== RECORDED INFORMATION ==

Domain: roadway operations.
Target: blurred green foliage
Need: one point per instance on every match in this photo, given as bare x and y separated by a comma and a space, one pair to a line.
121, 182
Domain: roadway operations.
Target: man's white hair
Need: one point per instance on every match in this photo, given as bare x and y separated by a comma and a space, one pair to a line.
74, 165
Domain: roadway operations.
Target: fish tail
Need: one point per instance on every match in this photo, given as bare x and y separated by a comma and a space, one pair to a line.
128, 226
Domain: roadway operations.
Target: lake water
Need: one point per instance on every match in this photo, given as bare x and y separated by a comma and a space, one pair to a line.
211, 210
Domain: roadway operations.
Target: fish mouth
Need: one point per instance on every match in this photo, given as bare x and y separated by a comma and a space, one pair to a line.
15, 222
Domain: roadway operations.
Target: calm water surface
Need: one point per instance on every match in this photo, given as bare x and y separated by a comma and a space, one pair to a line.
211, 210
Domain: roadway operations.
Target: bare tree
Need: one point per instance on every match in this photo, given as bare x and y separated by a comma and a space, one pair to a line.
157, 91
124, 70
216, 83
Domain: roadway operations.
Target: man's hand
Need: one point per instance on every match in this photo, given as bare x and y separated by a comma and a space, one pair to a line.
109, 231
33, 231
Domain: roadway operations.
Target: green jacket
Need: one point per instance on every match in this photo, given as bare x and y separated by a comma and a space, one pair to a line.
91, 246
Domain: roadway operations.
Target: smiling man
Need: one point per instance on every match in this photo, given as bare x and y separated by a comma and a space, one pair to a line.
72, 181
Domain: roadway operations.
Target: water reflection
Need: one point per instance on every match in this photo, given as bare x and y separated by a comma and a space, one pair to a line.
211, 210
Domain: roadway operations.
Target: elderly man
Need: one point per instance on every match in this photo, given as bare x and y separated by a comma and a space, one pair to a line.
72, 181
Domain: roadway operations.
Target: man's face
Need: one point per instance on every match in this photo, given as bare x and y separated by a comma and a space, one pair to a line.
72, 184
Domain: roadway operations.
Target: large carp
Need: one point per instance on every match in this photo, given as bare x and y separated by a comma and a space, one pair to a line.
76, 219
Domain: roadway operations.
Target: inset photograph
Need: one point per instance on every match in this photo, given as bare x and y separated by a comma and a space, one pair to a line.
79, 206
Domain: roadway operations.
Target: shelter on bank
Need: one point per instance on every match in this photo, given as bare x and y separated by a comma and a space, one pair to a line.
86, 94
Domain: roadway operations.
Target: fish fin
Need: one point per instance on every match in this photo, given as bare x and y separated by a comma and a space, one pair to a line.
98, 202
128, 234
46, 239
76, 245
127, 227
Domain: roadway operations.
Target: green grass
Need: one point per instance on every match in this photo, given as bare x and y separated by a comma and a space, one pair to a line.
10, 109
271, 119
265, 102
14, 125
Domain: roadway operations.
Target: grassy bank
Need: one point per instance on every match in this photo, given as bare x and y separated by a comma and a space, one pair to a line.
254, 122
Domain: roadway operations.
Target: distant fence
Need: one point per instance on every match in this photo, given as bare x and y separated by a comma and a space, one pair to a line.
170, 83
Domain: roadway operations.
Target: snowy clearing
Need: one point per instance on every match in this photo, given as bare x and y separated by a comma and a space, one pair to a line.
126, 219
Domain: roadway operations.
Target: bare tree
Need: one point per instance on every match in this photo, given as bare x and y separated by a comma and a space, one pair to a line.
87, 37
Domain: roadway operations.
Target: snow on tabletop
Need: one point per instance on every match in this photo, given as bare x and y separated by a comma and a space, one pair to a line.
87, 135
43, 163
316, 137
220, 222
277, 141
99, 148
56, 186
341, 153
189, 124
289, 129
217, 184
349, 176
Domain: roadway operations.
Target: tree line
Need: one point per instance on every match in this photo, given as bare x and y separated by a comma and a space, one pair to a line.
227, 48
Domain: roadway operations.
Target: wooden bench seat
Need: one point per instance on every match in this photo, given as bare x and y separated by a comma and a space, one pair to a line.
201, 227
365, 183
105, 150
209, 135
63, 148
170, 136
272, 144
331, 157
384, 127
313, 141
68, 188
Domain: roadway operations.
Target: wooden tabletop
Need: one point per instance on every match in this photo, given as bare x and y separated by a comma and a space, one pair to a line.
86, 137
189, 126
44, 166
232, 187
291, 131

===

• EXERCISE TASK: Copy every record exactly as presented.

• RESULT OF THIS EXERCISE:
Domain: roadway operations.
Target: blurred green foliage
Need: one point per instance on every match in this photo, given as bare x and y separated by a comma and a space, one pair to a line.
121, 182
Domain: roadway operations.
Target: man's white hair
Need: one point per instance on every match in this photo, given as bare x and y separated by a comma and a space, one pair to a line.
74, 165
Domain: roadway operations.
Target: fish tail
Need: one point per instance on every match in this photo, given as bare x and y separated by a comma and a space, one pair to a line.
128, 226
Domain: roadway operations.
Target: lake water
Need: one point per instance on every match in this photo, given as bare x and y separated by a comma and a space, one pair to a line.
211, 210
Domain: roadway operations.
Target: fish mouth
Need: one point per instance on every match in this photo, given as bare x and y separated by a comma and a space, one pair to a line.
15, 222
Domain: roadway operations.
Target: calm water surface
Need: one point per instance on every match in this photo, given as bare x and y separated by a comma and a space, one pair to a line.
211, 210
Domain: roadway operations.
Target: bare tree
Need: one point per instance on every match in this photo, given as bare x and y separated by a comma and a space, one pair to a line.
157, 91
124, 70
216, 83
Domain: roadway operations.
Target: man's hand
Need: one point per instance on every match in this photo, given as bare x and y separated by a comma and a space, one pair to a line.
109, 231
33, 231
Domain: roadway operations.
Target: green jacket
Need: one point per instance on every match in this photo, given as bare x and y separated by a comma and a space, one pair to a line.
91, 246
Domain: roadway operations.
Target: smiling man
Need: one point per instance on every match in this photo, given as bare x and y separated by a comma and a space, one pair to a line.
72, 181
Domain: roadway operations.
Target: water reflection
Need: one point per instance on every match in this photo, given as bare x and y separated by a comma and a space, one pair to a line.
211, 210
Domain: roadway operations.
Target: elderly man
Need: one point per instance on every match in this photo, given as bare x and y separated by a comma and a space, one pair to a line.
72, 181
Domain: roadway operations.
Target: man's face
Need: one point per instance on every match in this photo, given as bare x and y separated by a comma and a space, one pair to a line.
72, 184
Domain: roadway operations.
Target: large carp
Need: one point per instance on every match in this photo, given as bare x and y separated by a comma and a space, one pair to a line.
76, 219
Domain: roadway operations.
Target: inset photograph
Need: one point per instance on every match in this photo, given as bare x and y separated by a comma and a space, one pair to a line.
79, 206
Domain: roadway operations.
Target: shelter on bank
Need: one point per instance on every match in this photo, given as bare x and y separated by a comma and a space, one pair to a line.
86, 94
Domain: roadway operations.
Target: fish fin
Need: one point per instance on every match in this photo, given as bare x and y separated by a comma and a space, one pair to a line.
98, 202
128, 234
46, 239
76, 245
127, 227
Domain: roadway operations.
Target: green grass
Need: one point per instance on every match in this photo, given as bare x and y separated by a comma and a space, one pair to a line.
10, 109
271, 119
265, 102
14, 125
Domain: roadway operations.
Target: grassy bank
Need: one point per instance on every match in this photo, given as bare x and y separated by a comma and a space, one pair to a line.
254, 122
Domain: roadway operations.
Target: distant fence
Need: one point per instance on every match in this photo, given as bare x and y separated by a comma and a space, one pair to a line.
170, 83
Domain: roadway operations.
Target: snowy clearing
Need: one point per instance on every match in this photo, given as bare x and y separated by a comma and a space, one pair to a line.
126, 219
Domain: roadway operations.
Target: bare tree
Need: one point per instance on every match in this photo, given as bare x and y separated by a comma and a space, one pair to a line.
87, 37
Domain: roadway operations.
Target: snow on tabletop
Need: one point per instance on every match in this photo, given as bare x and y separated by a comma and a space, one pair to a line.
87, 135
43, 163
316, 137
220, 222
277, 141
99, 148
56, 186
341, 153
189, 124
289, 129
217, 184
349, 176
Domain: roadway operations.
Target: tree line
Need: one point per instance on every match in this photo, given as bare x and y separated by a comma and a space, one pair to a line.
227, 48
Domain: roadway operations.
Target: wooden bench seat
Need: one point per instance on every match in this photo, given as bare x and y separated by a comma and a space, one pair to a line.
201, 227
365, 183
105, 150
209, 135
63, 148
170, 136
272, 144
331, 157
384, 127
313, 141
68, 188
Domain: roadway operations.
Target: wooden tabletop
Need: one point per instance on every match in this photo, given as bare x and y separated by a comma and a space, one pair to a line.
86, 137
189, 126
44, 166
232, 187
291, 131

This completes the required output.